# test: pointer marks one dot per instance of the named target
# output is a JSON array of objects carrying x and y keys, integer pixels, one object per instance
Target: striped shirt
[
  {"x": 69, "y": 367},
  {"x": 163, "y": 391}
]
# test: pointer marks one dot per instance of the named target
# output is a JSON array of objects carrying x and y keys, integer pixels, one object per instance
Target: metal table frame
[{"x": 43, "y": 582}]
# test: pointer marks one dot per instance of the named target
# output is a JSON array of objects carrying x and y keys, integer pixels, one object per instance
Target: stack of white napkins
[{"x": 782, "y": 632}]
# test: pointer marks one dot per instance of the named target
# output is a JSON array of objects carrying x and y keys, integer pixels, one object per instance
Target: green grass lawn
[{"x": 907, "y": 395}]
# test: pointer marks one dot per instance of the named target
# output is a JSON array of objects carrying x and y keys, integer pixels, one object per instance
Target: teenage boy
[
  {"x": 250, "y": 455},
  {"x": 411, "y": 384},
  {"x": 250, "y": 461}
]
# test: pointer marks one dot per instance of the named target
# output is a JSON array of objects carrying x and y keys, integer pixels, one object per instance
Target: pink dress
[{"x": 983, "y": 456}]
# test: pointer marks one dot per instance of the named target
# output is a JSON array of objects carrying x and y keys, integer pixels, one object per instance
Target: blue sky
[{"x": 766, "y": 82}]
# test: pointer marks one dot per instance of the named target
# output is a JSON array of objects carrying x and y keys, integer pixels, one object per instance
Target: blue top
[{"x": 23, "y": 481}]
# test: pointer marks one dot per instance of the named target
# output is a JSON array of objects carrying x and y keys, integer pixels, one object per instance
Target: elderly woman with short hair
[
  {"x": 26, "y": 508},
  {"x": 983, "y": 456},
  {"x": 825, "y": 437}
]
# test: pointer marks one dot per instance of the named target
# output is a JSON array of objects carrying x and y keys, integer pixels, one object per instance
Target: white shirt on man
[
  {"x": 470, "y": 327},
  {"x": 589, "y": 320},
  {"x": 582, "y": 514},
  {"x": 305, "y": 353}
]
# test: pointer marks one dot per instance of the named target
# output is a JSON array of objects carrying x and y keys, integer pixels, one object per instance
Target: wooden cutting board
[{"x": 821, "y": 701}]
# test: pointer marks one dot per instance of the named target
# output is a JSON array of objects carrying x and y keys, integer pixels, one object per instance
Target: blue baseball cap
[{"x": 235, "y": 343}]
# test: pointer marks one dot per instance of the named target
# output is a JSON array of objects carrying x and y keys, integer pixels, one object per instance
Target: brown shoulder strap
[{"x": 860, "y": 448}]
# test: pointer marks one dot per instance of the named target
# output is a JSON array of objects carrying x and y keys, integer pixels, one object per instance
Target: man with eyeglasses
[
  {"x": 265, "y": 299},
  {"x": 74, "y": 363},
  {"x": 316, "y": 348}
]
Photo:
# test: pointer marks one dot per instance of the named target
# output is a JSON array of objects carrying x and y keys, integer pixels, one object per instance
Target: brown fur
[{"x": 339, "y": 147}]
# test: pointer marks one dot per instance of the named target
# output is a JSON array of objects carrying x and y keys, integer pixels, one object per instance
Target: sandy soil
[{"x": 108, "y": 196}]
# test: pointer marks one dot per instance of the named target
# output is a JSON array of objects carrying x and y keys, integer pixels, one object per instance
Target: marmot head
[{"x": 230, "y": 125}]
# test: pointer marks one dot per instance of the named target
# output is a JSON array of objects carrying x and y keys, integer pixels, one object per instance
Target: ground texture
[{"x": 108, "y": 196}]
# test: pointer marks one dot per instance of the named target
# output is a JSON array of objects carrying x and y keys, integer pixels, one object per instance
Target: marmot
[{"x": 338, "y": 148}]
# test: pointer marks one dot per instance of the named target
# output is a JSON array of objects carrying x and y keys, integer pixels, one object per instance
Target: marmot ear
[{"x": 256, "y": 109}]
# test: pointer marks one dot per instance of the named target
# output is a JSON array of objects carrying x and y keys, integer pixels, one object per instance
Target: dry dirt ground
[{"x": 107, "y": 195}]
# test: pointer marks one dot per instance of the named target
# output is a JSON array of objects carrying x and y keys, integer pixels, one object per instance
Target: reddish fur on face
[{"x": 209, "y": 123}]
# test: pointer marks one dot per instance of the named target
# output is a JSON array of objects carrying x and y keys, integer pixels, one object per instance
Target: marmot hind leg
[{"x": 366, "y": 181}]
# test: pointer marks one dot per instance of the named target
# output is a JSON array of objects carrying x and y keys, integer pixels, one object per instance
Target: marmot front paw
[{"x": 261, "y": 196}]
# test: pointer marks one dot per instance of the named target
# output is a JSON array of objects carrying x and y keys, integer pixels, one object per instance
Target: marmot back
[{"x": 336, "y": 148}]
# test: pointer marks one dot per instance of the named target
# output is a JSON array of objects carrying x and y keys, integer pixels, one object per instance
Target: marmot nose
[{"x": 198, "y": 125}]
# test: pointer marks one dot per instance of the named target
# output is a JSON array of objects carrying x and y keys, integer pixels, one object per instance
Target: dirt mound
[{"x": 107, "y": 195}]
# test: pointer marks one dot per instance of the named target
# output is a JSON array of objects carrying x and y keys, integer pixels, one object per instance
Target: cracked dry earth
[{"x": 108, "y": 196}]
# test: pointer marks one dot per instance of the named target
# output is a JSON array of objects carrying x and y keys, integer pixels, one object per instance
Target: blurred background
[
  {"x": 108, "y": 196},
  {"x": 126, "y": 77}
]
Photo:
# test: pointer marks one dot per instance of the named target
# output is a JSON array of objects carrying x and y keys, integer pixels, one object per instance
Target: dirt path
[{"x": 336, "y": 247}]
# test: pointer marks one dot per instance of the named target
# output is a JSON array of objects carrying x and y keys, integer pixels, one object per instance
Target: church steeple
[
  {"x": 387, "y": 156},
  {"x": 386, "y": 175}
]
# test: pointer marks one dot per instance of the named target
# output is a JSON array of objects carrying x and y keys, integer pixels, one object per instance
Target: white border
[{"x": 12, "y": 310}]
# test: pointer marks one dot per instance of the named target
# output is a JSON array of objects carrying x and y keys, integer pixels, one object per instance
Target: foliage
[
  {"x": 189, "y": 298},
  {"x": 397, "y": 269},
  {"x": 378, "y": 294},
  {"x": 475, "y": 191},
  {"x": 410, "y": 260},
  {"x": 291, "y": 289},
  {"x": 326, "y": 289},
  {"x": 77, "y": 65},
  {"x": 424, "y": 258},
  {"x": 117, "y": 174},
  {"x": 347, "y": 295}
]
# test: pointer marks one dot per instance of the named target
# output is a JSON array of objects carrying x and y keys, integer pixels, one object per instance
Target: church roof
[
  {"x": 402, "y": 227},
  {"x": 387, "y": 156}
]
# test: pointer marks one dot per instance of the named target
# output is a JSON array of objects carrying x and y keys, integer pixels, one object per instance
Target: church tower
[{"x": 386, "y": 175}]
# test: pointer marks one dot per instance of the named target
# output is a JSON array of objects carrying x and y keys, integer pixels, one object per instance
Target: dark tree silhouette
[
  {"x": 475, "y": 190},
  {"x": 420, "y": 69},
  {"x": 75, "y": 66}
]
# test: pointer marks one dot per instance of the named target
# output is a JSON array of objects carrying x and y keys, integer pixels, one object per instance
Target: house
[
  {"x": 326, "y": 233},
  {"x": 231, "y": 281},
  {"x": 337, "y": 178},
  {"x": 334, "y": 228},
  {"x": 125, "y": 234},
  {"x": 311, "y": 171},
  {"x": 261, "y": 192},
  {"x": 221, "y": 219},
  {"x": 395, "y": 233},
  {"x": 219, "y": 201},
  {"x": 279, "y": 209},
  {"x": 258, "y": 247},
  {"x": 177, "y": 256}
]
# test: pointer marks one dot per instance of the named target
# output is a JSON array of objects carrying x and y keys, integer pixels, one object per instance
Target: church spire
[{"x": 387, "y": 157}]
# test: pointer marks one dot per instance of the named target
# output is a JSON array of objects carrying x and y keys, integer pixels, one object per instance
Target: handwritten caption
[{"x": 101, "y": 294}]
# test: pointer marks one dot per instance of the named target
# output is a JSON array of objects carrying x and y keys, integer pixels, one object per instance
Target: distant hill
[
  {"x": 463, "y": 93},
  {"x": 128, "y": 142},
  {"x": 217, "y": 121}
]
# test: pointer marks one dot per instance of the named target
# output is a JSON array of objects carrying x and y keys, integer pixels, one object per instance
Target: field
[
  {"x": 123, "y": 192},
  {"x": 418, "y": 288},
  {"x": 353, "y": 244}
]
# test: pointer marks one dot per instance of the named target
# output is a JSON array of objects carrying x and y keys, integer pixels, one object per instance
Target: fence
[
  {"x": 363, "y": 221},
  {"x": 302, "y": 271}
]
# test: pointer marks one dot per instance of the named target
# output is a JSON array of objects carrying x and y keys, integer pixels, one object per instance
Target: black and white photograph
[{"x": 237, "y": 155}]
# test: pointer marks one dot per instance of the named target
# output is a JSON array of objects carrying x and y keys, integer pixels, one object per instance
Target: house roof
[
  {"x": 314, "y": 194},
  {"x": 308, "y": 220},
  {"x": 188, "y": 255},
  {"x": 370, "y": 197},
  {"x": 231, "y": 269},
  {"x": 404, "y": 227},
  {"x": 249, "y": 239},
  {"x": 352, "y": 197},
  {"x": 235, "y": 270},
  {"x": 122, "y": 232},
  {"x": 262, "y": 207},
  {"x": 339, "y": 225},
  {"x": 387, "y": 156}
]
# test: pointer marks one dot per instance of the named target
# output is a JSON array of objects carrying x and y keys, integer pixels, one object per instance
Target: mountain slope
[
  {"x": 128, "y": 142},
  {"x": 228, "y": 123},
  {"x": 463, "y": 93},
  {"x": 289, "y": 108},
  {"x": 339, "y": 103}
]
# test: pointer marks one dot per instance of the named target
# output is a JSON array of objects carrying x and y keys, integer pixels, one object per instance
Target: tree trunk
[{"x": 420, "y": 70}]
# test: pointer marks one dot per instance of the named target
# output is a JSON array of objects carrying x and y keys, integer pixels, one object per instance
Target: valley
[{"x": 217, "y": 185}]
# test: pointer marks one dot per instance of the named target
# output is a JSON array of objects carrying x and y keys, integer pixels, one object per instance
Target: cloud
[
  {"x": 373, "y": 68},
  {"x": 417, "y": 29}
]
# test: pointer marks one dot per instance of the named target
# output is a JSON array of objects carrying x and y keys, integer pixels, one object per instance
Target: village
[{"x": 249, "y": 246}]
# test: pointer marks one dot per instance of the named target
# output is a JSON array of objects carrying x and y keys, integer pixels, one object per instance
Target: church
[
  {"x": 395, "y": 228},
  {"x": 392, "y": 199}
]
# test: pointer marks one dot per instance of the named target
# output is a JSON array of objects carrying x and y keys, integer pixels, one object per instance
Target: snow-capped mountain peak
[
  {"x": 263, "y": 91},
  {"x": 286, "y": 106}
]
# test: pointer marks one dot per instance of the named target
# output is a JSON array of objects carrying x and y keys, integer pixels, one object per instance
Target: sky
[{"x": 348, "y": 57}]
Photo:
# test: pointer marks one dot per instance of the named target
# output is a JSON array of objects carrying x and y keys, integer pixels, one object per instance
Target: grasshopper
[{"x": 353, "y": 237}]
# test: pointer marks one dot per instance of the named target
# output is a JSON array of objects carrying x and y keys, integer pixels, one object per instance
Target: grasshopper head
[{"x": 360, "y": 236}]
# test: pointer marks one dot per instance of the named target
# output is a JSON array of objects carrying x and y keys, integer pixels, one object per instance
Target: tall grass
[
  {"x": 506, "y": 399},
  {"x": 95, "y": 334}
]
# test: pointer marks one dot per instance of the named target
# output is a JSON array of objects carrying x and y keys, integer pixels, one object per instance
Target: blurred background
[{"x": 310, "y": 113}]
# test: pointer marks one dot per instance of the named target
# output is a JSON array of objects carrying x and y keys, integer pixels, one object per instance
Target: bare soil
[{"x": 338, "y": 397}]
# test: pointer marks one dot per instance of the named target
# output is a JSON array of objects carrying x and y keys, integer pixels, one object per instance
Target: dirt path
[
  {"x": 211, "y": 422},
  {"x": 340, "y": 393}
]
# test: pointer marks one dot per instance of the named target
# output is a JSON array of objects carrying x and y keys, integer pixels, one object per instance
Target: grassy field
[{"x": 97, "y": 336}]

» REQUIRED TASK: Filter the rows above to every line that contains the string "mountain", and copy each matching line unchanged.

» RESPONSE TO THE EXERCISE:
Target: mountain slope
Target: snow-capped mountain peak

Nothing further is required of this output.